WHAT THE TASK ASKS » Provide only the number of lines in the data below that contain the word "locomotive".

(RECORDS FOR THE TASK begins)

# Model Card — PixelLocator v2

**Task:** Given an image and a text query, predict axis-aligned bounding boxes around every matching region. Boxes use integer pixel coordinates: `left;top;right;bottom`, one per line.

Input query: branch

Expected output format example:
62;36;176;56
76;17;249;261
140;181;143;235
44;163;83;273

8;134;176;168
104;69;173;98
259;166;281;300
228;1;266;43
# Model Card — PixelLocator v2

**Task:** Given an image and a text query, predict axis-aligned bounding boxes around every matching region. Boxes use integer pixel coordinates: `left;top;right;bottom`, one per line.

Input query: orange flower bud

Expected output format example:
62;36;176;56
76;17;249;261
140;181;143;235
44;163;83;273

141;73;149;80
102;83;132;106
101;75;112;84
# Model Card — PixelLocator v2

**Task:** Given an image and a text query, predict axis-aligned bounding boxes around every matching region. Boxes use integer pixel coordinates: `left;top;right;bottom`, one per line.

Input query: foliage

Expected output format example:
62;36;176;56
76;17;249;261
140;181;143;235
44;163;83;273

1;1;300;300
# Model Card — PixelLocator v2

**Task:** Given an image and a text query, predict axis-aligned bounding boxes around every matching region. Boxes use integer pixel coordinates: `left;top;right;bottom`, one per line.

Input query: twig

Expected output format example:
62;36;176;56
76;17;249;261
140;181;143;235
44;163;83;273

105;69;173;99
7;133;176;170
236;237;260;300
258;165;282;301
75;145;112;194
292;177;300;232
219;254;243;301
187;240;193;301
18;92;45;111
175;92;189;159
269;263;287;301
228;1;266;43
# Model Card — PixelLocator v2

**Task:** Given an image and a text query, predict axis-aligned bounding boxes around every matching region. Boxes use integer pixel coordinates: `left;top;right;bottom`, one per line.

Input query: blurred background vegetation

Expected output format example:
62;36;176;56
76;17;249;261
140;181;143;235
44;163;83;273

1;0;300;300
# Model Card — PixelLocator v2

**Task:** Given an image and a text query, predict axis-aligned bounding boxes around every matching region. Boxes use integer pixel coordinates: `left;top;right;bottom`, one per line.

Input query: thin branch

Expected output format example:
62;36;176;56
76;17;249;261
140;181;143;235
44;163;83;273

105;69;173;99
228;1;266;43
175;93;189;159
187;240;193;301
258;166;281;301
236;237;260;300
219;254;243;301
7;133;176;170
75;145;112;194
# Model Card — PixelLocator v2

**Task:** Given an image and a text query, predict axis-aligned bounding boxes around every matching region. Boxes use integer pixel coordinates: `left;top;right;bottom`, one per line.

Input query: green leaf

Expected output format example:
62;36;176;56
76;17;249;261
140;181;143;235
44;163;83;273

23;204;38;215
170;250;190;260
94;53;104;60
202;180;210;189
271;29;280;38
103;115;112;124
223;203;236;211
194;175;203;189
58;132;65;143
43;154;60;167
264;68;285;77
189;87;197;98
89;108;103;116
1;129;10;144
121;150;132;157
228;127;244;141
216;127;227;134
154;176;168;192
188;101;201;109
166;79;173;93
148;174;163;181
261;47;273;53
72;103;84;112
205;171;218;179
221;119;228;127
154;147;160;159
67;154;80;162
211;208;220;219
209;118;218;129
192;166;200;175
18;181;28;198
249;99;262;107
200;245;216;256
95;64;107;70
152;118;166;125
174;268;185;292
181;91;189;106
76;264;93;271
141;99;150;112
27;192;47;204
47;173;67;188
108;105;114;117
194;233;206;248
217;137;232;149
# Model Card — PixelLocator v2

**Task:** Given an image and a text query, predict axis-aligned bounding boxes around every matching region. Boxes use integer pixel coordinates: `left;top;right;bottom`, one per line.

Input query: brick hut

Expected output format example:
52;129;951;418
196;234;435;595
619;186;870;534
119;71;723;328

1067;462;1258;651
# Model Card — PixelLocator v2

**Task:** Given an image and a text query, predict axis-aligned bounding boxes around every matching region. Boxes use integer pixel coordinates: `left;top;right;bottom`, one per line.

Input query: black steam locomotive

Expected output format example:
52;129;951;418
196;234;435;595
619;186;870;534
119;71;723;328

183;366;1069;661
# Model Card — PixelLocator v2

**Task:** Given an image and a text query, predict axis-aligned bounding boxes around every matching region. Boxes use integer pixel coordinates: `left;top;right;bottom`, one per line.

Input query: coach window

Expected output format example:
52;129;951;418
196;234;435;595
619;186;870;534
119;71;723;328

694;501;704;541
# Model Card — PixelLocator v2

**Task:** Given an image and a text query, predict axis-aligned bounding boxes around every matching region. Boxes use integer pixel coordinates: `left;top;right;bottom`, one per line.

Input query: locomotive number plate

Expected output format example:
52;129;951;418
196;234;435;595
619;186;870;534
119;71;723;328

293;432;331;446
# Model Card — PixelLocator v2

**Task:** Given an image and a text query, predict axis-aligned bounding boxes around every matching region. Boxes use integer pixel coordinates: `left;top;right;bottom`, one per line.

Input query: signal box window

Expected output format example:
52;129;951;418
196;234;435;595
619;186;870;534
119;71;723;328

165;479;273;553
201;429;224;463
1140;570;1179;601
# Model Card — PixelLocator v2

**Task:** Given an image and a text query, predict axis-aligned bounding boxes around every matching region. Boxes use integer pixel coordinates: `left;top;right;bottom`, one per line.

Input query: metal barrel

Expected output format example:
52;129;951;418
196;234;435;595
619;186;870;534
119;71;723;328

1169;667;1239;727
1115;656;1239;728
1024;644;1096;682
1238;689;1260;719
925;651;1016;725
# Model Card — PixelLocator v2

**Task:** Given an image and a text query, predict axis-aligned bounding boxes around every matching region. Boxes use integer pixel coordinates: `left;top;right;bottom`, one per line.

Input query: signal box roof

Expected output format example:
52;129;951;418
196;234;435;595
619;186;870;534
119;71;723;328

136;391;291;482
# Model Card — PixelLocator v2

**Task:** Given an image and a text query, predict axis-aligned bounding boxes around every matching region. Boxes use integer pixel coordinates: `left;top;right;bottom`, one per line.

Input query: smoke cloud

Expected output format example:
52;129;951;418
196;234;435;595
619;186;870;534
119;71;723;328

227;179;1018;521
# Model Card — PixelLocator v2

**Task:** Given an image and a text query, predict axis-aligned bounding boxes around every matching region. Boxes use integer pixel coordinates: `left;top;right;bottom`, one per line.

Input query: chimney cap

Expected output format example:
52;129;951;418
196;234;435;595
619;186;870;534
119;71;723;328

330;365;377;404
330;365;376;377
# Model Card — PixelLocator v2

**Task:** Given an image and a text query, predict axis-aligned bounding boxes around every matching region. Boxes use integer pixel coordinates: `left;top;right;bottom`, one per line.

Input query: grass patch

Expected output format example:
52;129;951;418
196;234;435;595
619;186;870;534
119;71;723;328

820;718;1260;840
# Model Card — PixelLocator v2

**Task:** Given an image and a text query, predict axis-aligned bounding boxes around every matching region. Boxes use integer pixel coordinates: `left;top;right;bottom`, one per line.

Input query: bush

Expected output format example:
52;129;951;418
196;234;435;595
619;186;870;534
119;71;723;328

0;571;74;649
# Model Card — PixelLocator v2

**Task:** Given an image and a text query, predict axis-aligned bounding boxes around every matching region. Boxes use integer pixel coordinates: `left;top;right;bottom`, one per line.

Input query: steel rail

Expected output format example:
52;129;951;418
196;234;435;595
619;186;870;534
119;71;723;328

(RECORDS FOR THE TASK ends)

RESULT BELOW » 2